I would not stress out over the issue too much. Personally, I feel a grain-free diet is best and we fed our V Orijen puppy and now Orijen adult. In my case, asking my vet about what food was best was a useless endeavour. They will usually suggest whatever it is they sell in their office (Hill's Science Diet..first ingriedient is corn)! 
I am happy with my V's development on Orijen and her coat is so shiny and healthy looking. 
I recently bought her a bag of Orijen Fish and she was not a fan of it, however. I bought the red meat one and have been mixing the two together. Luckily she has not noticed, lol.


----------



## hollyandnick (Apr 28, 2011)

Thank you for all your replies. I will talk to our vet (when we choose one). However, from many things I have read I am leary of what vets say because I have heard so many push certain foods. And some of them are the ones that have had major recalls or companies that have had issues. I definitely will keep her on Pro Plan for the first week, so she can settle in with us.


----------



## kellygh (Oct 25, 2010)

Yes, our vet gives Purina ProPlan in their puppy pack. For all others, it is some form of Purina. If the dog is sick/needs a special diet, it's a sure bet that 98% of them in our area suggest Science Diet. It's very predictable around here, and they do receive "kickbacks."

§ Short exercise a
Rewrite the listing from the line with "spotting the clear" up to and including the line with "309, 59, 389]]", swapping "safety dashboard" for "traffic dashboard" and keeping everything else the same.
The forum thread and the listing have no connection to each other.

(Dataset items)
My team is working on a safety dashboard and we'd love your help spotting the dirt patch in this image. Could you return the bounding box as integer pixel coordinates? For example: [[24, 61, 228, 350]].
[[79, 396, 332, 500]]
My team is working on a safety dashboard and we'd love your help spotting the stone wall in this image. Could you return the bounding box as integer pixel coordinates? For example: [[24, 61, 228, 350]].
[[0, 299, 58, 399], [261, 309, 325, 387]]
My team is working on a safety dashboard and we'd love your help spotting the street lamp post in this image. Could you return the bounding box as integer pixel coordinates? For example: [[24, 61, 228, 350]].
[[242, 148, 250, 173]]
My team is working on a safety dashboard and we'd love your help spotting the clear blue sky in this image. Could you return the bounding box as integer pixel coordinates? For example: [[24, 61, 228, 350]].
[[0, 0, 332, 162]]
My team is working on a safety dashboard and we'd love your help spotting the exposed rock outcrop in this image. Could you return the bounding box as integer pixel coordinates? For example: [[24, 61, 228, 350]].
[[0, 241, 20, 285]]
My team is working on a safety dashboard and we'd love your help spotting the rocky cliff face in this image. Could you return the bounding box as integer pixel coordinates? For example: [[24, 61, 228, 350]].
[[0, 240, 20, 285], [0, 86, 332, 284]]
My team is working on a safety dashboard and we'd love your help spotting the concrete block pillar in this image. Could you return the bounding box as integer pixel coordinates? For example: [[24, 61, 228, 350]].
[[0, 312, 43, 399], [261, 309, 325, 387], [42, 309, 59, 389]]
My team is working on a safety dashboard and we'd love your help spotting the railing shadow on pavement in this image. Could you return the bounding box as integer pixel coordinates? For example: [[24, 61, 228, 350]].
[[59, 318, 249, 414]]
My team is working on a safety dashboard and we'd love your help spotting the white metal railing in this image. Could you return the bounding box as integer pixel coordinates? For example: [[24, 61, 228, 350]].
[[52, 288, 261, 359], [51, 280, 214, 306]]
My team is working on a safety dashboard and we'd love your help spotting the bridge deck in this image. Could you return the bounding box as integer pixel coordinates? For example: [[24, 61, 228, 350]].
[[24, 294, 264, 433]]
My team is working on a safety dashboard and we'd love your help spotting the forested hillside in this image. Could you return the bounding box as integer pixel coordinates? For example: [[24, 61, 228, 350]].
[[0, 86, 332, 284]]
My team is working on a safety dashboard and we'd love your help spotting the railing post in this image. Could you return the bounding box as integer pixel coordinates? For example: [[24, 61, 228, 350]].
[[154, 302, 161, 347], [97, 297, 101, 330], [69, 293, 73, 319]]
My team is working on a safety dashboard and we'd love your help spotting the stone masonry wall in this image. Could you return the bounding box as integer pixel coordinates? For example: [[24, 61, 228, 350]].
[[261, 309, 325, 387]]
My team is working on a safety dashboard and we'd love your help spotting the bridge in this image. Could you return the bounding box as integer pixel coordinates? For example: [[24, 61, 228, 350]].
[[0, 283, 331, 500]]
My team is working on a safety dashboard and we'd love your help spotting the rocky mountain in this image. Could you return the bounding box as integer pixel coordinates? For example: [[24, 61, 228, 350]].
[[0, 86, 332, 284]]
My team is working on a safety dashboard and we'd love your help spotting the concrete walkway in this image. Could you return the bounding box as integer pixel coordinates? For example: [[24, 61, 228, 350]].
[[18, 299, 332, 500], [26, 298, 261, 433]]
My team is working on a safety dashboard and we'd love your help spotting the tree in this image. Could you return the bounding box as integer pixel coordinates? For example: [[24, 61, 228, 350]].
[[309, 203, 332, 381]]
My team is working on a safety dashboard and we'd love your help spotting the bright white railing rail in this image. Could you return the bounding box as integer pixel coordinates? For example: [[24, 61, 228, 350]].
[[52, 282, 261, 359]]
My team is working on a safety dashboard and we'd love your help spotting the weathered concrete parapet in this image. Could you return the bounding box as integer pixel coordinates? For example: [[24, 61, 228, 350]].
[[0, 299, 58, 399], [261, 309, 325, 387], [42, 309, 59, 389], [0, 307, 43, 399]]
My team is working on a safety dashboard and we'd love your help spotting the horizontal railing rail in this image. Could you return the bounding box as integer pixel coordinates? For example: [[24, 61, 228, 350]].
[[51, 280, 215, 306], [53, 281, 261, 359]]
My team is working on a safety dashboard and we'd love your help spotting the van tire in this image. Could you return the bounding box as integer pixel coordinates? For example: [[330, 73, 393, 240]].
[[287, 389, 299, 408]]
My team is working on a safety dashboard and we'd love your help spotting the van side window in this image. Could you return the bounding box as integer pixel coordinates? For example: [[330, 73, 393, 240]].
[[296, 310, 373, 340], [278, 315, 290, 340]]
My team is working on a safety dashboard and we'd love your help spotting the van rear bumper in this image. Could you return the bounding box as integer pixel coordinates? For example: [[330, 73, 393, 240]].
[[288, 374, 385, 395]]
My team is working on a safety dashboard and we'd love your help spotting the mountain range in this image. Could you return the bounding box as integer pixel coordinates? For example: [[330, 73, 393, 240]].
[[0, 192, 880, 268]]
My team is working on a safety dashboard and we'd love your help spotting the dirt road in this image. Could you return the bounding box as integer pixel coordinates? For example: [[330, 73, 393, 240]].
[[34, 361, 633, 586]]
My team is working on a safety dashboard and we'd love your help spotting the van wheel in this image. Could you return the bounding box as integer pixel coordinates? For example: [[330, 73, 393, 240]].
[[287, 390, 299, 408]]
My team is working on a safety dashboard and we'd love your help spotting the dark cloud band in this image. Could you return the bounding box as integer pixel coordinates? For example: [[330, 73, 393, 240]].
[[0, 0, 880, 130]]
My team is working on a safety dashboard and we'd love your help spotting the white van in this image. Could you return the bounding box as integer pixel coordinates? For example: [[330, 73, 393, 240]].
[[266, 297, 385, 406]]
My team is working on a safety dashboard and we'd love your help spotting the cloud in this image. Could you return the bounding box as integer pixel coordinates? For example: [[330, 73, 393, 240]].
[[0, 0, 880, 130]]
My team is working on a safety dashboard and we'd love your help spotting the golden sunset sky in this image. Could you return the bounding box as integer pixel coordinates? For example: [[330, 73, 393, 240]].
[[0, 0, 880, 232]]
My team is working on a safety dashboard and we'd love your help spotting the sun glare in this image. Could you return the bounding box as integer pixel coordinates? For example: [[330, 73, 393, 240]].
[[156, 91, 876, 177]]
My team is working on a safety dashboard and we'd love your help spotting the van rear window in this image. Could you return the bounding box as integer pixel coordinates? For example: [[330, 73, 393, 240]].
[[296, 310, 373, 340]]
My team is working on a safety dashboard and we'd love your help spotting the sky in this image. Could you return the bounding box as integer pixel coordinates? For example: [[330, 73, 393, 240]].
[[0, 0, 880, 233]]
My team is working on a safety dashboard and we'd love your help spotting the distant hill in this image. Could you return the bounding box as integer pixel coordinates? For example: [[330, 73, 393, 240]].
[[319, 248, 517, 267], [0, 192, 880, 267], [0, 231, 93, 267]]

§ Short exercise b
Reproduce the forum thread word for word from "## hollyandnick (Apr" up to and including "in with us.".

§ Exercise answer a
My team is working on a traffic dashboard and we'd love your help spotting the clear blue sky in this image. Could you return the bounding box as integer pixel coordinates? For example: [[24, 61, 228, 350]].
[[0, 0, 332, 162]]
My team is working on a traffic dashboard and we'd love your help spotting the exposed rock outcrop in this image. Could you return the bounding box as integer pixel coordinates? For example: [[24, 61, 228, 350]].
[[0, 241, 20, 285]]
My team is working on a traffic dashboard and we'd love your help spotting the rocky cliff face in this image. Could you return the bounding box as integer pixel coordinates? For example: [[24, 61, 228, 350]].
[[0, 240, 20, 285], [0, 86, 332, 284]]
My team is working on a traffic dashboard and we'd love your help spotting the concrete block pillar in this image. Could you return the bounding box as integer pixel coordinates? For example: [[24, 61, 228, 350]].
[[0, 312, 43, 399], [261, 309, 325, 387], [42, 309, 59, 389]]

§ Exercise answer b
## hollyandnick (Apr 28, 2011)

Thank you for all your replies. I will talk to our vet (when we choose one). However, from many things I have read I am leary of what vets say because I have heard so many push certain foods. And some of them are the ones that have had major recalls or companies that have had issues. I definitely will keep her on Pro Plan for the first week, so she can settle in with us.